[[ Information given open ]]

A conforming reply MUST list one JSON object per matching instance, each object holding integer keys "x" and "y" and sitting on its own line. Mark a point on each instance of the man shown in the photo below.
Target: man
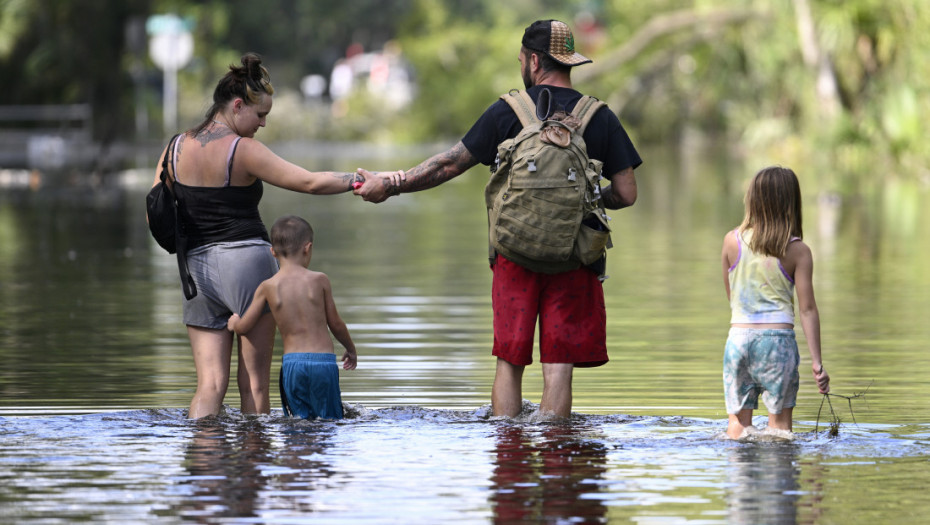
{"x": 569, "y": 305}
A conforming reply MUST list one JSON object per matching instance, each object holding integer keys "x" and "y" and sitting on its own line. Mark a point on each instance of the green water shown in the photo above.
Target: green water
{"x": 96, "y": 372}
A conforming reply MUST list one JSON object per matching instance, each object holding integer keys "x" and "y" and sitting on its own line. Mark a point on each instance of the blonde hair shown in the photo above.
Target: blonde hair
{"x": 773, "y": 211}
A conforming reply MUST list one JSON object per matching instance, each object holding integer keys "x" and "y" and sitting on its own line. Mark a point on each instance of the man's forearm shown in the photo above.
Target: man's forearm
{"x": 438, "y": 169}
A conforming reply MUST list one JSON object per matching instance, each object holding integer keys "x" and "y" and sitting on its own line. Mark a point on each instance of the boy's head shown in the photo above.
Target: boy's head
{"x": 289, "y": 235}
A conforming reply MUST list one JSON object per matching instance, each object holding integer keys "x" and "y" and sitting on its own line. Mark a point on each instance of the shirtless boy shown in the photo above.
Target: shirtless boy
{"x": 301, "y": 302}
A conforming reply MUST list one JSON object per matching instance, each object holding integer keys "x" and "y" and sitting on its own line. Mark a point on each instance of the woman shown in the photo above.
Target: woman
{"x": 217, "y": 170}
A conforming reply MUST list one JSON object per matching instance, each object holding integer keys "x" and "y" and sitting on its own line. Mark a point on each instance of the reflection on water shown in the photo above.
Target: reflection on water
{"x": 764, "y": 486}
{"x": 415, "y": 465}
{"x": 547, "y": 475}
{"x": 224, "y": 474}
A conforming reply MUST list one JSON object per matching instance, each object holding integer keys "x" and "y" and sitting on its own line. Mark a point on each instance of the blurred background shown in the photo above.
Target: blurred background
{"x": 834, "y": 86}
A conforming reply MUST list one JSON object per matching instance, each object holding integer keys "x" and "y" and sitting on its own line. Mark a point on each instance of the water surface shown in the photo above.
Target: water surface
{"x": 96, "y": 372}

[[ Information given closed ]]

Because the pictures are not wanted, retype only the text of every record, exactly as given.

A conforming reply MUST list one JSON object per matching instance, each object holding integer keys "x" and "y" and sitting on its own line. Mark a point on each instance of the man shown in the photo below.
Target: man
{"x": 569, "y": 305}
A conforming reply MUST list one JSON object per matching instance, each object holding integer keys "x" and "y" and sitting on its own line. Mark a point on each instance of the green water shown in the photo above.
Target: green water
{"x": 96, "y": 372}
A conforming reply MUST list one JSON object per matching instance, each object holding integer keys "x" and "y" and sitting on its own line. Mark a point on each instance of the blonde hair shown in the photo above.
Target: blonde hair
{"x": 773, "y": 211}
A conforming reply MUST list one JSON object per matching instance, each object holding integer keys "x" and "y" and sitting on its own line. Mark a point on each instance of the man's forearm shown in the photo above.
Target: man's forearm
{"x": 438, "y": 169}
A conforming reply MUST list one JSON object per matching instance, each object holding integer keys "x" and "y" and sitting on its own line. Mark a point on each instance of the boy's head shown in the photo above.
Target: boy's head
{"x": 289, "y": 235}
A conforming reply MUST list one JSON object per matching instance, each object holding integer keys "x" and "y" and sitting on its own line. Mark a point on each instance of the shirtless boy shown in the photo above.
Target: shirtless boy
{"x": 301, "y": 302}
A conforming reply MUST list one JSON object per matching instance, each object holding integer keys "x" and "y" and sitting on its own line. Mark a point on each instance of the woman shown in the photo above.
Target: woman
{"x": 217, "y": 170}
A conforming reply MUST list one JSON object per matching instance, each object holding integer keys "x" and "y" and sitting on its own line. Mark a point on each instance of the reflection on water shown in the photo above.
Target: reflection on water
{"x": 764, "y": 486}
{"x": 415, "y": 465}
{"x": 547, "y": 475}
{"x": 224, "y": 474}
A conforming reply MUST list one JSON object per matching instance, each object holding integer keys "x" and "y" and sitting on its own line. Mark a point on each instance of the blurred background shown in the photo above.
Target: blurred background
{"x": 834, "y": 86}
A conforming reply MUST list one JSON object per matching instance, each object holding integer keys "x" and "y" and sitting on its own line. Mark a point on each instance of the water surface shown in the photo above.
Target: water surface
{"x": 96, "y": 372}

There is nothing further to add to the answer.